§ **Page extract**
>>

Talking to your Child about Vaginal Care
While it may feel uncomfortable and unnecessary, talking about vaginal care with your daughter is incredibly important from an early age on. You don’t have to go into details right away but using and teaching your daughter the correct terminology of her body parts such as “vagina” and “vulva” and explaining a bit about how her body works is a great place to start.
In our culture women’s bodies are oversexualized, and girls and women are led to believe their body is for the approval of others. It’s important when discussing your daughter’s body with her to tell her that her vagina and body are her own and no one else’s. You can discuss what is inappropriate touching and what boundaries exist regarding her body.
When it comes to teaching personal hygiene, instruct your daughter to always wipe her vagina from the front to the back to avoid infection. Provide her with a gentle cleanser, like our feminine wash, to clean her vagina and instill that she should always use her hands, not a wash cloth that can harbor bacteria. Outside of mainstream advertising, vaginas don’t smell like flowers and there’s nothing wrong with a normal odor or discharge. Let her know her vagina isn’t ‘dirty’ but if it ever becomes itchy or burns, that may be a medical issue and to speak up to let you know.

<<

§ **Data for review**

>>

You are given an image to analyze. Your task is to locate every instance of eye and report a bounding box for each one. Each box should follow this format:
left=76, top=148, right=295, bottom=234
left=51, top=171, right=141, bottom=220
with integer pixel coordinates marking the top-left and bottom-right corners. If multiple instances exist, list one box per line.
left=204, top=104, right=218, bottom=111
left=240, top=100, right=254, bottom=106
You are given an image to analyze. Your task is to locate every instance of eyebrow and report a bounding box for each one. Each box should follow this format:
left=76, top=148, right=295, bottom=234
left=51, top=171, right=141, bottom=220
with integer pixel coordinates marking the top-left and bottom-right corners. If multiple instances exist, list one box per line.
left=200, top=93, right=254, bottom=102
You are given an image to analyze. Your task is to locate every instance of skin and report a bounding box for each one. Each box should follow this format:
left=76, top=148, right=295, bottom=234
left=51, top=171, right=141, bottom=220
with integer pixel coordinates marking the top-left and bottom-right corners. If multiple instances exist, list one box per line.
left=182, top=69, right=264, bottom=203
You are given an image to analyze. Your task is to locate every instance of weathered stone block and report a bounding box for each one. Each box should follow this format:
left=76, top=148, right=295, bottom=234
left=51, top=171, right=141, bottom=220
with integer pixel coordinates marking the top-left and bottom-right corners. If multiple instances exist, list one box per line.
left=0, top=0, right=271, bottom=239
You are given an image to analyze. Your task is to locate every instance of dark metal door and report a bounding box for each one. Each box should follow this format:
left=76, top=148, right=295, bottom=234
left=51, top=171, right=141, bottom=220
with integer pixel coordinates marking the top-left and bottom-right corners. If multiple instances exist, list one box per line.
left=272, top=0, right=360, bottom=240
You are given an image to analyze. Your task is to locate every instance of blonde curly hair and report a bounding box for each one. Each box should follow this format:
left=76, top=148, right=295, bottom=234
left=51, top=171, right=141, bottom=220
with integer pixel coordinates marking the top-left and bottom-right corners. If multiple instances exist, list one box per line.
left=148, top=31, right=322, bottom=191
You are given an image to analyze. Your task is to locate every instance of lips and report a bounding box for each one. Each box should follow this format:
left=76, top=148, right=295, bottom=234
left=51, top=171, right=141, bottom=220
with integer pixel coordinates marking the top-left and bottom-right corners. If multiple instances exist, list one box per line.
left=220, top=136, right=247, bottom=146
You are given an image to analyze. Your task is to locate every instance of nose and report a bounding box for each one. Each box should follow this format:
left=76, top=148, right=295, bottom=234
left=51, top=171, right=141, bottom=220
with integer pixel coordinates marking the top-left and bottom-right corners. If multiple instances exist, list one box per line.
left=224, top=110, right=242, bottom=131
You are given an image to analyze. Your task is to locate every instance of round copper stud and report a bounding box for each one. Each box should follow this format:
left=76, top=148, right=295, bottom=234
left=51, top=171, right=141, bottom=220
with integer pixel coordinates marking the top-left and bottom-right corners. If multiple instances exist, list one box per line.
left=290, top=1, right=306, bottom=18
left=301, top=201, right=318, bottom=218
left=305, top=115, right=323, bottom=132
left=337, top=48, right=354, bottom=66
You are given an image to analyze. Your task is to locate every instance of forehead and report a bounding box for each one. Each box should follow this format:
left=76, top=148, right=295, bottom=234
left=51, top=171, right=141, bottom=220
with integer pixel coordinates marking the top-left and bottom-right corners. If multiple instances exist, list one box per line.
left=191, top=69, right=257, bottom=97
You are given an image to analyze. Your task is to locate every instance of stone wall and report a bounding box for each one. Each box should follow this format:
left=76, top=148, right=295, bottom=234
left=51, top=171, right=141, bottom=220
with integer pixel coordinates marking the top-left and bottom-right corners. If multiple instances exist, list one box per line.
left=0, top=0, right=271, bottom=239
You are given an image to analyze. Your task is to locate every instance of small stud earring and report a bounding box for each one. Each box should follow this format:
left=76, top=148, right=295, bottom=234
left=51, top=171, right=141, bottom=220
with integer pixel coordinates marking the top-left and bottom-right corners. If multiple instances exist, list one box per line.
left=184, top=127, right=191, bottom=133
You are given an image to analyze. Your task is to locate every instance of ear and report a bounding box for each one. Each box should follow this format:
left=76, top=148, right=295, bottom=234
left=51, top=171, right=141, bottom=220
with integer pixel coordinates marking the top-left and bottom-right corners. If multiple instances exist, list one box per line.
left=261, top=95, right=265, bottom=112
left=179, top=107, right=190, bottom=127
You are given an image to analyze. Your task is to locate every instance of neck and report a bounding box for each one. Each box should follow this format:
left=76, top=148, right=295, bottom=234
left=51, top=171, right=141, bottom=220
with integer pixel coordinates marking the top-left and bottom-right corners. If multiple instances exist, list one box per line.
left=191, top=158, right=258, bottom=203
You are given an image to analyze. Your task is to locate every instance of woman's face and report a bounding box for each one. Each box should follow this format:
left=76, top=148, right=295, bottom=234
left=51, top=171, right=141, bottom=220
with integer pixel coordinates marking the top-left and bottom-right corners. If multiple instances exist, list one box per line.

<<

§ **Your objective**
Continue the article on talking with a daughter about vaginal care, starting right after its final sentence.

§ **Response to this task**
There’s no reason your daughter shouldn’t be aware of menstruation, even before she enters puberty. It’s a natural part of womanhood and isn’t something to fear. Learn how to talk to your daughter about her period so that you can share basic information with her about menstrual products; this way your daughter will feel confident as she grows up and can expect these normal changes to her body.
Taking the time to discuss your daughter’s amazing body with her through various stages of her life can ensure that she will maintain good self-esteem as she grows up and owns the power that she and her vagina have! Knowing how to talk to your daughter about her body makes a huge difference in bonding and health.